• _WHAT TO PRODUCE_:
Output the entries that follow character for character. Leave every image out.

• _MATERIAL TO PROCESS_:

========

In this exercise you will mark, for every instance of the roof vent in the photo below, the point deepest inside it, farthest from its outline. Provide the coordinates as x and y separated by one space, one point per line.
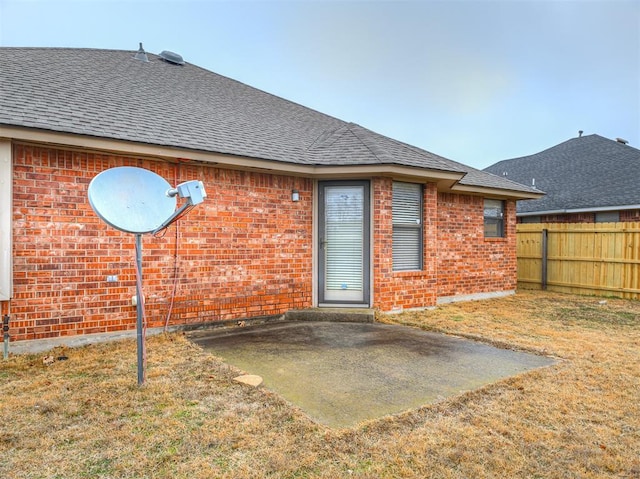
171 57
141 55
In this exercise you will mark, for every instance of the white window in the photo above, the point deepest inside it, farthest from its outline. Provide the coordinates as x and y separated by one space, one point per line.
493 218
407 226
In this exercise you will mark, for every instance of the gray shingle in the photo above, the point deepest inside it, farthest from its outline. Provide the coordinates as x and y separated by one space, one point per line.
588 172
107 93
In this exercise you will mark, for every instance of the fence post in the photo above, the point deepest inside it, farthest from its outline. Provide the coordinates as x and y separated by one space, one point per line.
545 239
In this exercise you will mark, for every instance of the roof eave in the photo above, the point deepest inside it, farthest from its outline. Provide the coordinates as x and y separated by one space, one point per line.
447 181
579 210
497 192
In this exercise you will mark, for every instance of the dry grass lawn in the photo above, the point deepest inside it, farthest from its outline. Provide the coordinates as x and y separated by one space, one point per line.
85 417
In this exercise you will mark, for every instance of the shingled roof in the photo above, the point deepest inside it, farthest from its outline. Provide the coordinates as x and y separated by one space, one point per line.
109 94
588 173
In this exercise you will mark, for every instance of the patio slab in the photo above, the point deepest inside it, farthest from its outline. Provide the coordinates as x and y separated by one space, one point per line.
341 374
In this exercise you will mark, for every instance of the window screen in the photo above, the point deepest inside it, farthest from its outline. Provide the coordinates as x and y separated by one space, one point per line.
407 226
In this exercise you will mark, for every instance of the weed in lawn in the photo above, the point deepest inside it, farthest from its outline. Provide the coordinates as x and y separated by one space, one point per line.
579 418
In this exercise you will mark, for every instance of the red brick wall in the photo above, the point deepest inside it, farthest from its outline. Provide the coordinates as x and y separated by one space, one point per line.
245 251
469 263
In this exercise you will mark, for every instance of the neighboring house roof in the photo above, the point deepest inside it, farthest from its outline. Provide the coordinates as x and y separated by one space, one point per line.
109 94
588 173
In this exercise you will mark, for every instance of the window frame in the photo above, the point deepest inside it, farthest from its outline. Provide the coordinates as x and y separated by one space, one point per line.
399 227
498 220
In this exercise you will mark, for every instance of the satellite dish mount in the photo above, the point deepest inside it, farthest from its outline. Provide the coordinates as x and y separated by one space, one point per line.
138 201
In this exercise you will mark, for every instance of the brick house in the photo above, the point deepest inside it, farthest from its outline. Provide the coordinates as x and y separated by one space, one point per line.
588 179
303 209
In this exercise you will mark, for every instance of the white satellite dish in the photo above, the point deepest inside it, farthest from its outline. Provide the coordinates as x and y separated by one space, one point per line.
130 199
138 201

========

• _RESPONSE TO THE EXERCISE_:
In this exercise you will mark, for every instance of the roof vent in the photo below, the point deepest inside it, farthest from its outline. Provide the coordinates as x and y separated by one space, one point per line.
171 57
141 55
In this exercise you will mark, for every instance of the white window in the photo above, the point deepest inside it, farthest from its outline. Provide the coordinates as x and y separated by one space, one point per line.
493 218
407 226
In this exercise you will mark, for every instance of the gray shingle in the photo above, the point deepest inside it, farthest from its outline. Provide the coordinates as x and y separated by one space, one point per line.
588 172
107 93
In this exercise you will mark, for every instance of the fence post in the photo above, the point deepest inside it, farthest from its outline. Provide the coordinates as x and y separated by one space, one point per line.
545 239
In this exercise you will mark, for every instance of the roof eave in the photo above, the point deepest inside it, farthest from its outline. Provide the coordinates as x and y separated by one space, one point per line.
447 181
579 210
497 192
In this exercise you will mark, for every instance of the dry grass lawn in the photo above, the point deepest inside it, farthest from its outline. Provide the coordinates as x and y separated by one space, one point per line.
85 417
In this exercise you will mark, for every instance of the shingled roof in the photo above, the point deepest inside it, farthest from its outline. Provide the coordinates as x and y separated by one space, one point per line.
109 94
588 173
In this exercise you will mark, for every instance of the patio slab in the photo above, the point deepest inside it, farthest from its outline. Provide the coordinates as x and y separated by one space, one point per line.
341 374
In this exercise you will mark, for every instance of the window screen in the photo above, the point deepest inside it, farthest from its outline. Provide the coordinates as x and y separated by one space, one point per line.
407 226
In this exercise you will mark, for every instance of the weed in lawn in the photo above, the point deepest inside it, farthest from its outline. Provide the coordinates as x and y separated by one space, one point per line.
579 418
In this exercise you will mark, for every instance of the red brick wall in the photo above, the point deepest inside it, farthest from its outline. Provide the coordinates as x and y separated by one space, one point per line.
245 251
469 263
In this exercise you will mark, for every instance of the neighboring house roof in the photo above, the point deepest inside it, farthest from its outline. Provide the coordinates as x and y separated by one space, one point per line.
109 94
588 173
In this exercise you will mark, for every instance of the window frame in the photo above, the point deepest inside it, farthest from its outline. Provide the coordinates as x and y separated by one space, one point per line.
399 227
498 220
In this exercise you will mark, for every instance of the satellite dish mount in the photo above, the point deepest inside it, farthest from its outline. Provide the coordinates as x and y separated by one space, one point per line.
138 201
In this exercise you will mark, for every instance of the brick house in the photo above, the point deepest inside it, farthest from its outline. Provide the coordinates as x and y separated by one space, one point per line.
588 179
303 209
In this exercise you will mark, for every instance of the white satellite dish in the photo above, the point deepest inside it, farthest from its outline. Provide the coordinates as x and y separated by one space, one point per line.
130 199
138 201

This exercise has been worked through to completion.